- [Instructions for the task] Below are lines of data; count those that contain "white" and give the total alone.

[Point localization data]

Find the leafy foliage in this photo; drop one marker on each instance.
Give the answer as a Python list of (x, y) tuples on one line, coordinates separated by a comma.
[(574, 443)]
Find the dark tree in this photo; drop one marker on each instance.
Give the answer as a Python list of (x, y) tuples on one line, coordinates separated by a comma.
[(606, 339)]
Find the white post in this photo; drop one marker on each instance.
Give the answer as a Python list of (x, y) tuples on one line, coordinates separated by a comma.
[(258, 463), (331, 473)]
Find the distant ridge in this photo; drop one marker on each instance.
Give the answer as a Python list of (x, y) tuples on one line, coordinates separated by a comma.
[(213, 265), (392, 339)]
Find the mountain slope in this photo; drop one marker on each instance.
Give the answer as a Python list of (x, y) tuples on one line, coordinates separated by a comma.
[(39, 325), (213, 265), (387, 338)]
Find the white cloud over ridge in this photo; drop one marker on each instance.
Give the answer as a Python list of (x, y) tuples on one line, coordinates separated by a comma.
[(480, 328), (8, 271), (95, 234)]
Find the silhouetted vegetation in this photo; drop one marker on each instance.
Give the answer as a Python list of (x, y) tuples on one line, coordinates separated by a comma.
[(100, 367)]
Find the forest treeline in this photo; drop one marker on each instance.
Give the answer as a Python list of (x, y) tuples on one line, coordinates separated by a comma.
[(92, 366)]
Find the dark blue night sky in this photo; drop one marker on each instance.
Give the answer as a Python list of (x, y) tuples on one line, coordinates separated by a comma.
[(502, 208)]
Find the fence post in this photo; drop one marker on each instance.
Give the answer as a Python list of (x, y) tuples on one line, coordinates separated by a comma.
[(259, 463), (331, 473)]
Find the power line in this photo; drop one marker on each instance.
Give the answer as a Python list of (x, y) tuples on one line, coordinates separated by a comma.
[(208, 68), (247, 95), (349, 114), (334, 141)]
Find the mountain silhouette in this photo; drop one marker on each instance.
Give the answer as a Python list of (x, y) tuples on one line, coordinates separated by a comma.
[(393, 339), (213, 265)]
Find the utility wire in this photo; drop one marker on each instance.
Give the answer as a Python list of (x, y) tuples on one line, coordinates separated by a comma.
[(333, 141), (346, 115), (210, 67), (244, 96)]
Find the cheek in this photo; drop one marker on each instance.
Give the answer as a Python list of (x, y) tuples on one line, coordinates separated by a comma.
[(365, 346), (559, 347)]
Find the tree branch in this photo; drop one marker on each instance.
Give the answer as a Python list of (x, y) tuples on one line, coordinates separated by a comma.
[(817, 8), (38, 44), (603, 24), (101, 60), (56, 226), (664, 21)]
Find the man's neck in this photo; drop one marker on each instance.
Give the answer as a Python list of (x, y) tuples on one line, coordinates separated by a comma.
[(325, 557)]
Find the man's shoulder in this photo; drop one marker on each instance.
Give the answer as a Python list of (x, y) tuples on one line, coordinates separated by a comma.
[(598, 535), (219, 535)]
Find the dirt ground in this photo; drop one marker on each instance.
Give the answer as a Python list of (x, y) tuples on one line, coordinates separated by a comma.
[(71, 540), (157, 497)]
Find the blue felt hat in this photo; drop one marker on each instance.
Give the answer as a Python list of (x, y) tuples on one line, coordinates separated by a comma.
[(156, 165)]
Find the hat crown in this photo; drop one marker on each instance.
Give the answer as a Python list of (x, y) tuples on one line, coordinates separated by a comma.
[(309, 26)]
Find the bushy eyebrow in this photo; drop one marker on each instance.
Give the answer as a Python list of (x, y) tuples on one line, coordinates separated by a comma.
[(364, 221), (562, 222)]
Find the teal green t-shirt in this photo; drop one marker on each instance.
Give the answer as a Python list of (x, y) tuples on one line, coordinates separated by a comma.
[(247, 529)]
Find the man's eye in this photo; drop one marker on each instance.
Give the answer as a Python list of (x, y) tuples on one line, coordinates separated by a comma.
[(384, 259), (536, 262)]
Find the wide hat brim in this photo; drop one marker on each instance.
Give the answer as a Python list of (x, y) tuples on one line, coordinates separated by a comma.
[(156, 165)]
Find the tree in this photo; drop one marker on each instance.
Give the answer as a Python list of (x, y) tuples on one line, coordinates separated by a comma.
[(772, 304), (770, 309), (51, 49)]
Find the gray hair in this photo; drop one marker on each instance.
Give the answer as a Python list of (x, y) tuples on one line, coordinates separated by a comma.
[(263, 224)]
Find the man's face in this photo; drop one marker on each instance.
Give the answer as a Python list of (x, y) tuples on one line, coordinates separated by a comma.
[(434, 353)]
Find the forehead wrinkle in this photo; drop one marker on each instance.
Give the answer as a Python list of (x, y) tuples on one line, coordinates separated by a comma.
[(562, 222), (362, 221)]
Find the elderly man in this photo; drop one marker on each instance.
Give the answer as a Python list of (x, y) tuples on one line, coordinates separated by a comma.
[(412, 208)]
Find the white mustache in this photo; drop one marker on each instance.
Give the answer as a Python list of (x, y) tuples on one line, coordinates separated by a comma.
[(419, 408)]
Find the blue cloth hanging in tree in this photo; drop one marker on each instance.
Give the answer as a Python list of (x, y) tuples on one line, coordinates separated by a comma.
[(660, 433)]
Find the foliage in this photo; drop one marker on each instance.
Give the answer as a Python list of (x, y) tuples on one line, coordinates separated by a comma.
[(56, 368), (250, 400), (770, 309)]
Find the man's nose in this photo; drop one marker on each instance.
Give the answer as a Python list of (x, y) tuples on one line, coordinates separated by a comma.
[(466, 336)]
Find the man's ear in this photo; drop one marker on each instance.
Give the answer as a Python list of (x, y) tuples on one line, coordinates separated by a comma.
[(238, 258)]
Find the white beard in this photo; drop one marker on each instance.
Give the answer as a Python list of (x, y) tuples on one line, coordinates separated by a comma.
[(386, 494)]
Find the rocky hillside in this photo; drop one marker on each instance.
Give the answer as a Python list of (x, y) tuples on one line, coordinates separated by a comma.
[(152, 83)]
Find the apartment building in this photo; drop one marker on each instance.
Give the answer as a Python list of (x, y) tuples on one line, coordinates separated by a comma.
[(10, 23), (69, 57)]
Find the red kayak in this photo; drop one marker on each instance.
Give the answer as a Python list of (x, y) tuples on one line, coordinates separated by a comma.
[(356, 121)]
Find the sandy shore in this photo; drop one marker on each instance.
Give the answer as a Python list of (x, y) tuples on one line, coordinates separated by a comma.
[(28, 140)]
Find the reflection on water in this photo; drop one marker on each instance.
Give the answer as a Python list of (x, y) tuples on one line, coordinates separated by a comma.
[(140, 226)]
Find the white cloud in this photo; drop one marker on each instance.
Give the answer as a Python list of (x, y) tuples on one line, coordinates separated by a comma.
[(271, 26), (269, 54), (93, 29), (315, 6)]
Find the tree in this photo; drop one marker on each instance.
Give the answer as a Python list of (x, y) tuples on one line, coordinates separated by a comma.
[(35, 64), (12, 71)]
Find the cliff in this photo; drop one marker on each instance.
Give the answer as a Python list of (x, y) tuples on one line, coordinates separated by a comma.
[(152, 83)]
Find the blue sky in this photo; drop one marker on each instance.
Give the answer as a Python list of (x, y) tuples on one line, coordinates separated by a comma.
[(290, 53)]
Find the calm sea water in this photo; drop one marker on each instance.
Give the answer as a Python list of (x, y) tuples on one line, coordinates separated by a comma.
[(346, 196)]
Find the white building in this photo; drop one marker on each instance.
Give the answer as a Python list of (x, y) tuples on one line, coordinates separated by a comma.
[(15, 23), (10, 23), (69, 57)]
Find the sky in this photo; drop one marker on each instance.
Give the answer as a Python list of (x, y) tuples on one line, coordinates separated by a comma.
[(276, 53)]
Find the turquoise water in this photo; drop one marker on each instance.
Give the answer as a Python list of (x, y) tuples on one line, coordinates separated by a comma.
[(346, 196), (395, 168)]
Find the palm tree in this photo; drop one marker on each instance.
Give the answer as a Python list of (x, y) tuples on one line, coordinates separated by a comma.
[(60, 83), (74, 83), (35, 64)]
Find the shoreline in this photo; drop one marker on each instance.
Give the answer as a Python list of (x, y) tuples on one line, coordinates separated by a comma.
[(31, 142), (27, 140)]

- [Task answer] 6